Andrew Ng is the Chief Scientist of Baidu Research in Silicon Valley. At the company’s three-year anniversary of API launch, Synced had a special interview with Ng to learn more about the progress of AI research at Baidu, why and how he became an AI expert, and more topics related to AI.
I. Artificial Intelligence Research at Baidu
On May 16th, 2014, Baidu officially announced that it will invest 300 million USD in the new research-and-development centre in Silicon Valley that will house up to 200 employees. The team is led by Andrew Ng, who is the most recent head of Stanford University’s artificial-intelligence lab. (read more on WSJ)
Before Ng joined, Baidu already made research progress deep learning. In 2013, Baidu founded the Institute of Deep Learning (IDL), and made a lot of progress in image recognition, image-based search, speech recognition, natural language processing, semantic intelligence, and machine translation research. The lab was directed by Kai Yu (who joined the company in 2012 and left in 2015), while Yanhong Li, the CEO of Baidu was its president.
The first thing Ng did after joining Baidu was to purchase a lot of graphics processing units (GPUs).
“He ordered 1,000 GPUs and got them within 24 hours,” Adam Gibson, co-founder of deep-learning startup Skymind, told VentureBeat. “At Google, it would have taken him weeks or months to get that.” (read more on Venturebeat)
Under the company’s strong support, Ng built a GPU cluster for deep learning, making Baidu the first company to have CPU clusters for deep learning. In recent years, Baidu continued to invest in GPU and supercomputers, pushing research in deep learning forward.
Ng also built Baidu Brain, after his founded Google Brain.
Figure 1. The Research Focuses of Baidu Brain
On Baidu Brain’s official site, we can clearly see Ng’s AI research focus, including machine learning, speech, images, natural language processing, and user image.
In September 2016, Ng introduced Baidu’s open source deep learning platform PaddlePaddle to the audience of Baidu Technology Innovation Conference. It is a cloud-hosted distributed deep learning platform that supports GPU computing, data parallel, and model parallel. It also supports sequential input, sparse input, large-scale data model training, and trains deep learning models with only a few lines of code.

● **GIVEN PROBLEM 1**
According to the interview, how much did Baidu announce it would invest in its new Silicon Valley research-and-development center?

● **ENTRIES**

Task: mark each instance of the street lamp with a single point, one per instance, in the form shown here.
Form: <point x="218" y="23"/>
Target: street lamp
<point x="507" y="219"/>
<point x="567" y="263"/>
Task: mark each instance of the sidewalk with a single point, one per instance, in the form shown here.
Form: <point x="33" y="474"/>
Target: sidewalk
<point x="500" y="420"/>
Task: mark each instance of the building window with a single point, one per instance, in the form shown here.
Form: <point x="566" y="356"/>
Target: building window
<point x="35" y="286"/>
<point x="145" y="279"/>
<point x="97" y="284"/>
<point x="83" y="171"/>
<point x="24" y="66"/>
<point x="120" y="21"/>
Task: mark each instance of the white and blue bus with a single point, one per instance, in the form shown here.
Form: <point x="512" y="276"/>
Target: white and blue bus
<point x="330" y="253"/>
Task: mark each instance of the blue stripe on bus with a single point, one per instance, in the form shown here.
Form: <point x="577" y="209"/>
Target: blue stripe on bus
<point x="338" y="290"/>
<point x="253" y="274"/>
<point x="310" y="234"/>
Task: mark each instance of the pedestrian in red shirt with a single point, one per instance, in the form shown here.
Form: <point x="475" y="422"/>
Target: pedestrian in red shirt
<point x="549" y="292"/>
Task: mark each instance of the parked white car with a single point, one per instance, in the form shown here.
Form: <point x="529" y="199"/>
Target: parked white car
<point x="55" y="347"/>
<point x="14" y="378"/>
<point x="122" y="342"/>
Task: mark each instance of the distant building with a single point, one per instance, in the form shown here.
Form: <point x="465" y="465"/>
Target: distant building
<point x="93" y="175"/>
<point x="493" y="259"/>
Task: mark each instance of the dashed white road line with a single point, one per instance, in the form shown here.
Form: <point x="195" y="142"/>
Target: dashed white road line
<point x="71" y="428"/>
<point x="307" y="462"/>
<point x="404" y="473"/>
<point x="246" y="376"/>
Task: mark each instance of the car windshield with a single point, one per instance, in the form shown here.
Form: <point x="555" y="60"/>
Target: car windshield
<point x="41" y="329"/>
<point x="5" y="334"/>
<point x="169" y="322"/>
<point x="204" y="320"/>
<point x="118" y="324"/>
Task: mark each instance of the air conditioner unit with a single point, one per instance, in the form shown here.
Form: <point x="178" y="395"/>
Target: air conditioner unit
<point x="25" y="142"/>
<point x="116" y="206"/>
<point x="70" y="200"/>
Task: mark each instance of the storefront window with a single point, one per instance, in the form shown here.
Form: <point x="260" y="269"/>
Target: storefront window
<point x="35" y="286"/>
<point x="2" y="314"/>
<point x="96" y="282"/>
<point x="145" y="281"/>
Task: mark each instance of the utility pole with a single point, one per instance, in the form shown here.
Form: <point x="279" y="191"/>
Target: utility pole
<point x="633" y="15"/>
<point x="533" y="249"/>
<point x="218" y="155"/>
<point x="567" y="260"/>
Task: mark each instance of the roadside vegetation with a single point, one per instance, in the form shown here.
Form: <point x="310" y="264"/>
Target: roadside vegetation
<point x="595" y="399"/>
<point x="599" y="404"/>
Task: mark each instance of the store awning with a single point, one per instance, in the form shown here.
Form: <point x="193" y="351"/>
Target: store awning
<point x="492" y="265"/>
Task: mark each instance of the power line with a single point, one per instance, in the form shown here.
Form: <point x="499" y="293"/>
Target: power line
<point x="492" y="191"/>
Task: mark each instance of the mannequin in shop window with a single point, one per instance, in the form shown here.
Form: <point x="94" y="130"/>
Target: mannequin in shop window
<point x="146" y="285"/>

● **GIVEN PROBLEM 2**
Count the lines in the entries that contain the string "roadside", treating uppercase and lowercase as different. Give only the number.

● **REPLY 1**
300 million USD

● **REPLY 2**
2